>> BEGIN SUPPLIED INFORMATION

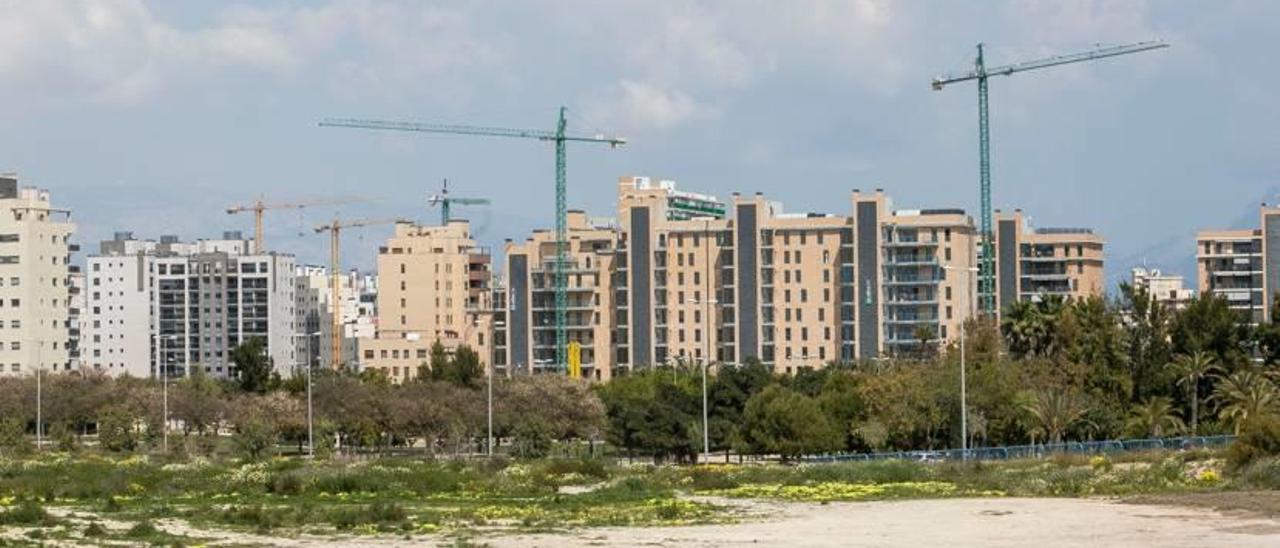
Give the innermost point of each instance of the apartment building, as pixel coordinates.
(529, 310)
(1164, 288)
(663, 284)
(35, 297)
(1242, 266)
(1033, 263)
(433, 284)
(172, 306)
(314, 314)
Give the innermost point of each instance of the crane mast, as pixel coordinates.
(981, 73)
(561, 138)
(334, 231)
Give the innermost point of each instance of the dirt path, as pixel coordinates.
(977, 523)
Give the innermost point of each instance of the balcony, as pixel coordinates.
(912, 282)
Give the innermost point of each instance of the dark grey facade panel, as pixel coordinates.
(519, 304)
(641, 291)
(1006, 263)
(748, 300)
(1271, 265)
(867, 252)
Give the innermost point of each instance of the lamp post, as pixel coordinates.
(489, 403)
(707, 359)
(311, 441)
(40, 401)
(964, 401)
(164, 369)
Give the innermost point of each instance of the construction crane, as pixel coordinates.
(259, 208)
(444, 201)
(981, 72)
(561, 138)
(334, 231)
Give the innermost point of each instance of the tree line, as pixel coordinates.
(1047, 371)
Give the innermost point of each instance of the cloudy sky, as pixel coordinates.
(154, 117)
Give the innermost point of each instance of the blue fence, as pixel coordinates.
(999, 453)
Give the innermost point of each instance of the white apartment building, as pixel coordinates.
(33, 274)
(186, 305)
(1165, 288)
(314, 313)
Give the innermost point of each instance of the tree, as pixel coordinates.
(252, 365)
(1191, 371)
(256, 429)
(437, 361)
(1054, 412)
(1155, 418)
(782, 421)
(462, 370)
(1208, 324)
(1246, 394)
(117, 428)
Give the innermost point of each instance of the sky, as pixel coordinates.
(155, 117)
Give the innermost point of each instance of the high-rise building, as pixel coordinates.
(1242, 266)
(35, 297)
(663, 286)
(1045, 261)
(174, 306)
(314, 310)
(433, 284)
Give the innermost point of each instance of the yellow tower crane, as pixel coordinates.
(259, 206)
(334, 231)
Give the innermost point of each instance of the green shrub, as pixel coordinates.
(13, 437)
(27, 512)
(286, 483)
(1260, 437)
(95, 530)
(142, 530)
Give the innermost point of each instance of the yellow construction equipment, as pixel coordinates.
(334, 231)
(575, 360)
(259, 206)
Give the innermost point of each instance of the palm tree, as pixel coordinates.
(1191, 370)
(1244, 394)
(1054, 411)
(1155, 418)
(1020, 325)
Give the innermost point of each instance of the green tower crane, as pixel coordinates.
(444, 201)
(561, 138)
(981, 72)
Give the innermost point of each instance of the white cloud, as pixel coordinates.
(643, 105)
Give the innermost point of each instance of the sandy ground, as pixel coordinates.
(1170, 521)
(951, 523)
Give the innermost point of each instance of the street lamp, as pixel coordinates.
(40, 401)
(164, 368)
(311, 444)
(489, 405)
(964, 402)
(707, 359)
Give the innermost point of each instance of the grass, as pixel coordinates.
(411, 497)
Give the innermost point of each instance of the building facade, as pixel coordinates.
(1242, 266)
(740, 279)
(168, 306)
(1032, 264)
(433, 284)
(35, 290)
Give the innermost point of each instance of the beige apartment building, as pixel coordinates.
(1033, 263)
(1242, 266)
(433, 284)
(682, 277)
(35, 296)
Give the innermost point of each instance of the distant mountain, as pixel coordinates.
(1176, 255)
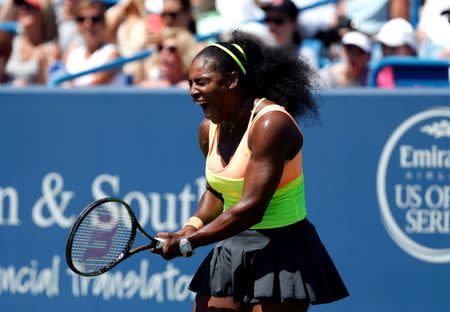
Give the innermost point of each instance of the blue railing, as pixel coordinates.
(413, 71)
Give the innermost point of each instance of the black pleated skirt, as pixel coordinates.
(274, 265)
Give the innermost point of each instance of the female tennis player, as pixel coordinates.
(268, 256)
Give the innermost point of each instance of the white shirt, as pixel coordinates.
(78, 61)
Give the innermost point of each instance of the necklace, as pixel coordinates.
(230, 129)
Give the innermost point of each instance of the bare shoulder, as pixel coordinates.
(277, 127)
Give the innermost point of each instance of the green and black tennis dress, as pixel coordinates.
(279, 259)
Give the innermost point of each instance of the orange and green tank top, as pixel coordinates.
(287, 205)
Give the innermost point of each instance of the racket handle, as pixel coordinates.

>> END SUPPLIED INFORMATION

# WHAT IS ASKED:
Reproduce verbatim the lines of the listing above, from the line containing "Give the innermost point of each instance of the dirt" through the line containing "(1020, 325)", including both of those lines.

# PROBLEM SOLUTION:
Give the innermost point of each instance of the dirt path, as pixel coordinates.
(977, 523)
Give the innermost point of each instance of the balcony, as pixel coordinates.
(912, 282)
Give the innermost point of each instance of the dark grey facade panel, as pixel coordinates.
(519, 304)
(641, 291)
(1006, 263)
(748, 300)
(1271, 265)
(867, 252)
Give the innermost point of each instance of the lamp post, as pixel coordinates.
(489, 403)
(707, 359)
(311, 441)
(40, 401)
(964, 401)
(164, 369)
Give the innermost point of each instance of the construction crane, as pixel coordinates.
(259, 208)
(444, 201)
(981, 72)
(561, 138)
(334, 231)
Give the innermost point of each instance of the tree line, as pixel coordinates.
(1047, 371)
Give the innermost point of each instance of the cloudy sky, as pixel coordinates.
(154, 117)
Give the innermost point of each instance of the blue fence, as pixel coordinates.
(999, 453)
Give the innermost point of each instance of the white apartment building, as pixel coordinates.
(33, 274)
(186, 305)
(1165, 288)
(314, 313)
Give the innermost point of each instance of the tree, as pixel coordinates.
(252, 365)
(1191, 371)
(256, 429)
(437, 361)
(1054, 412)
(1155, 418)
(782, 421)
(462, 370)
(1208, 324)
(1246, 394)
(117, 428)
Give the innermost point of each instance of the sky, as pixel coordinates.
(155, 117)
Give the innermost point of each instance of the high-rise building, as pixel coordinates.
(1242, 266)
(35, 297)
(663, 286)
(1045, 261)
(174, 306)
(314, 310)
(433, 284)
Give the innermost point of each instance of the yellow tower crane, as pixel coordinates.
(259, 206)
(334, 231)
Give the innermost point of each instance of the green shrub, as pixel coordinates.
(13, 437)
(27, 512)
(286, 483)
(1260, 437)
(95, 530)
(142, 530)
Give the innermost point of each instance of the yellow construction equipment, as pixel coordinates.
(334, 231)
(575, 360)
(259, 206)
Give the innermost point of each instance of the palm tree, as pixel coordinates.
(1191, 370)
(1244, 394)
(1054, 411)
(1155, 418)
(1020, 325)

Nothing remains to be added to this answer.